_Available records_
++++++++++
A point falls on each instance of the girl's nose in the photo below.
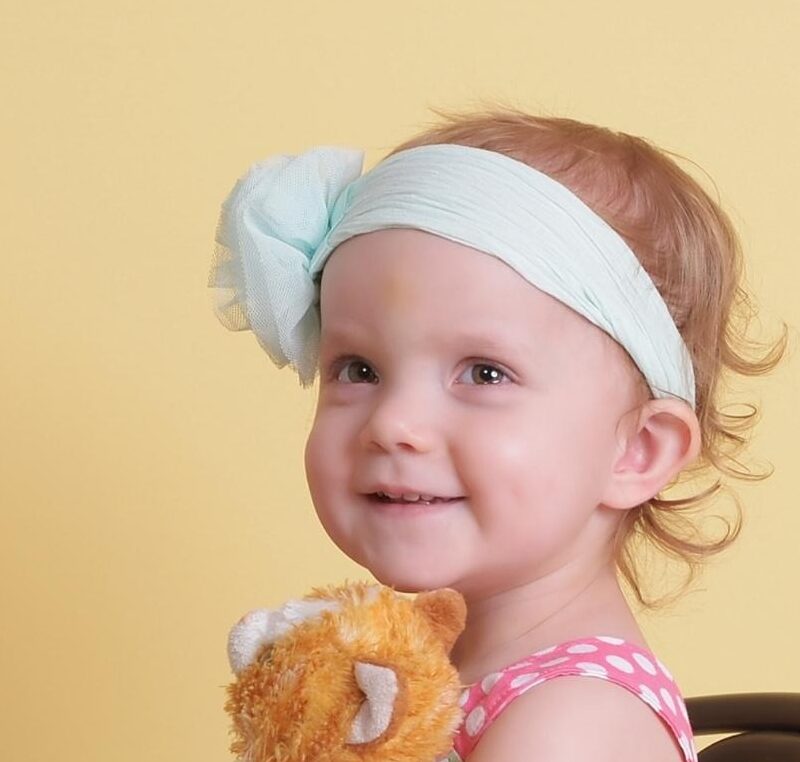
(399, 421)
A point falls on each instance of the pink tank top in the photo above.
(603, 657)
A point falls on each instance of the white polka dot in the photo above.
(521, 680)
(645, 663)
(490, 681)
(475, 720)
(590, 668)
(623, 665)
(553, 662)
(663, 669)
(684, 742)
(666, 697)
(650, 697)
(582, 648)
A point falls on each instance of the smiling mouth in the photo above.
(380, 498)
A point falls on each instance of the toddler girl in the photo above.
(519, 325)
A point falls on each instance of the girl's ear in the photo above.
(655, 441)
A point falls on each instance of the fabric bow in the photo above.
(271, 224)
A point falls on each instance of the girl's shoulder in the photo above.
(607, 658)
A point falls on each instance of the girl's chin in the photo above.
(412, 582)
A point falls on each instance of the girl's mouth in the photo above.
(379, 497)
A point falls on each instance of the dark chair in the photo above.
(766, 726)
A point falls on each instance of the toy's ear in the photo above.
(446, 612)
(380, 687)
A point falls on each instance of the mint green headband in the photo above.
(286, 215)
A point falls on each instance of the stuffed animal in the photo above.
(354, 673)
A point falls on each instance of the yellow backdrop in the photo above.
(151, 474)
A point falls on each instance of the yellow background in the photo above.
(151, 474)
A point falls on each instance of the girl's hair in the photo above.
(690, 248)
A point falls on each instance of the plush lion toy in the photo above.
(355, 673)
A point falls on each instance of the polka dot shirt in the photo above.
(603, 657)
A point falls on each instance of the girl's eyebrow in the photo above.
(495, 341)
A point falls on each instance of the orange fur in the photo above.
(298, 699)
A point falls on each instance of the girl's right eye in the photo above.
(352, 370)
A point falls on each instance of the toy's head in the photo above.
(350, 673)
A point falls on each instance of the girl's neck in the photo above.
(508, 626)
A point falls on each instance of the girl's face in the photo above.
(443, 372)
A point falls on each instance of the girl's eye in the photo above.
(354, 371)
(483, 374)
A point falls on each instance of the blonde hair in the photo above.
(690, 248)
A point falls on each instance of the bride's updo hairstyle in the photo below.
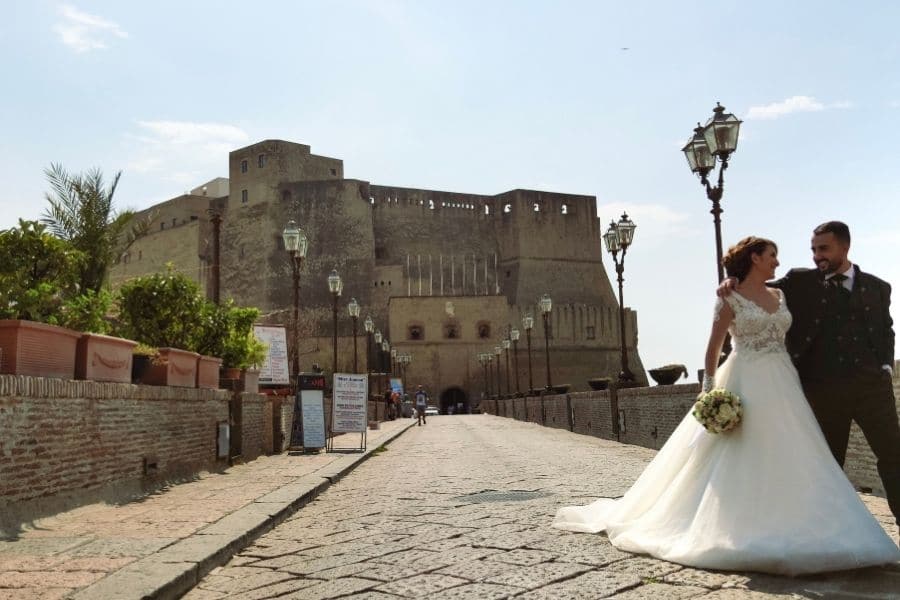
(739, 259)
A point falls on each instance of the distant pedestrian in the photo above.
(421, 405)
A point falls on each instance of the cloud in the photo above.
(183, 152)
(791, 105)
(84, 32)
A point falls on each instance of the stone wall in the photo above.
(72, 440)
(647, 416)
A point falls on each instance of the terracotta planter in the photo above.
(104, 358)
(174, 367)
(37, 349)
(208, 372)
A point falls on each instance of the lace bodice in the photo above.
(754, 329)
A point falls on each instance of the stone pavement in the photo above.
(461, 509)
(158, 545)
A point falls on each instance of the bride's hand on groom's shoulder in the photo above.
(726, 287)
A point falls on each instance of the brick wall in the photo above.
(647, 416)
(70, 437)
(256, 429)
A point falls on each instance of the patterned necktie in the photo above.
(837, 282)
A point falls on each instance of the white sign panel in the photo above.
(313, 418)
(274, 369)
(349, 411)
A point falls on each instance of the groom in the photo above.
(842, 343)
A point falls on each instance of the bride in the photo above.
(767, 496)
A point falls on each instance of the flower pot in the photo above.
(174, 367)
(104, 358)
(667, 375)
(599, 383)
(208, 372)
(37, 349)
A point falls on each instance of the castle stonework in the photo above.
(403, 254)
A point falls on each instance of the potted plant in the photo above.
++++++++++
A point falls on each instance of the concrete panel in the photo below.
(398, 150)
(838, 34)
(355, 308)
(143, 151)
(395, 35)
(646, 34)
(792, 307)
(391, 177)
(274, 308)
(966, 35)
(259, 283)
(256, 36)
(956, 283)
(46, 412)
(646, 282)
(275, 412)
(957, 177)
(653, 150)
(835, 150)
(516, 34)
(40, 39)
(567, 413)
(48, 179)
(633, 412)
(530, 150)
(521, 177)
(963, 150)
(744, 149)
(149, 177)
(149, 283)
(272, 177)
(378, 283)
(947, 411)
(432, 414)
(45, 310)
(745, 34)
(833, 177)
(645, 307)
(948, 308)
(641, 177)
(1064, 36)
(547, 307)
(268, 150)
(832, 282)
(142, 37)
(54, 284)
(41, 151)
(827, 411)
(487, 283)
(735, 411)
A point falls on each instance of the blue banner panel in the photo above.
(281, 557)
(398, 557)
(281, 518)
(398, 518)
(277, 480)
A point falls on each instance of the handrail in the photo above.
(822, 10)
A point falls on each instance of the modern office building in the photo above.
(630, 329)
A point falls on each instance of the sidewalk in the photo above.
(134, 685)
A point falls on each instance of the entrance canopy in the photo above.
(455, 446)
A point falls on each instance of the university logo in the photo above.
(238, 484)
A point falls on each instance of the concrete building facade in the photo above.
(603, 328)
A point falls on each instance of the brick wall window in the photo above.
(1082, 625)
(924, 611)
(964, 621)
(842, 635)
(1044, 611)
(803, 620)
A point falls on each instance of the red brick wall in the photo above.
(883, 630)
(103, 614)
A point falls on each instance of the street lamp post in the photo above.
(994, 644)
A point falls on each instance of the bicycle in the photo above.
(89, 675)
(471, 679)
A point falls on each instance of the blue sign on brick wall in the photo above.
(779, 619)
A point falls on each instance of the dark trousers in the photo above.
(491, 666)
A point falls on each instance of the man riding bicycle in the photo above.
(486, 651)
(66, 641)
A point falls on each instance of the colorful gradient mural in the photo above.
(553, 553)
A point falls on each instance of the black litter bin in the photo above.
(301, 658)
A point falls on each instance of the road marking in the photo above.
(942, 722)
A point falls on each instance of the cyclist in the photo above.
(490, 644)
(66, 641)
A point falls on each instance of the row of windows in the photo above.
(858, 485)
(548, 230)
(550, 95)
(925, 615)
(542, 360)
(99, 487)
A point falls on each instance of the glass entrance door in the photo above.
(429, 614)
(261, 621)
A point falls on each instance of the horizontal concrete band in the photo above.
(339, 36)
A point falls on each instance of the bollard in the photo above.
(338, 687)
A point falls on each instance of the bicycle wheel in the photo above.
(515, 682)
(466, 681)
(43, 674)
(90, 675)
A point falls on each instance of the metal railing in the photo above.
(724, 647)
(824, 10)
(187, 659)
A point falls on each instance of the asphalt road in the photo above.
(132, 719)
++++++++++
_Assignment_
Transcribe, word for word, the lines of the listing above from the one that contains "A point falls on each instance of the toy's head" through the one that contains "A point falls on each instance of the potted", keeping both ends and dropping the pictures.

_Result_
A point falls on each instance of the toy's head in the photo above.
(350, 673)
A point falls on each instance of the girl's neck in the photo above.
(508, 626)
A point falls on each instance of the girl's face in the photo above.
(443, 372)
A point falls on each instance of the girl's eye in the photo above.
(354, 371)
(483, 374)
A point falls on each instance of the blonde hair in the photo above.
(690, 248)
A point falls on each instance of the bride's updo hairstyle in the photo below.
(739, 259)
A point falls on each instance of the distant pedestrian in the photo above.
(421, 405)
A point falls on each instance of the cloud in the photo above.
(183, 152)
(791, 105)
(84, 32)
A point falls on each instance of the stone wall in the photo above.
(72, 440)
(647, 416)
A point falls on each instance of the terracotta planter in the photo above.
(104, 358)
(174, 367)
(37, 349)
(208, 372)
A point falls on each instance of the lace bodice in the photo above.
(754, 329)
A point falls on each instance of the stone pavement in the photo above.
(461, 509)
(158, 545)
A point falls on each instance of the bride's hand on groom's shoulder in the photo above.
(726, 287)
A point falls on each instance of the brick wall in the photo above.
(647, 416)
(70, 437)
(256, 429)
A point falls on each instance of the patterned necktie in the photo above.
(837, 282)
A point falls on each instance of the white sign panel in the photo above.
(313, 418)
(274, 369)
(349, 411)
A point falls on each instance of the groom in the photo above.
(842, 343)
A point falls on each instance of the bride in the photo above.
(767, 496)
A point falls on each instance of the flower pot in the photo above.
(174, 367)
(104, 358)
(667, 375)
(599, 383)
(208, 372)
(37, 349)
A point falls on each instance of the castle stonework in the photo above.
(403, 254)
A point falls on each instance of the potted plant in the photo above.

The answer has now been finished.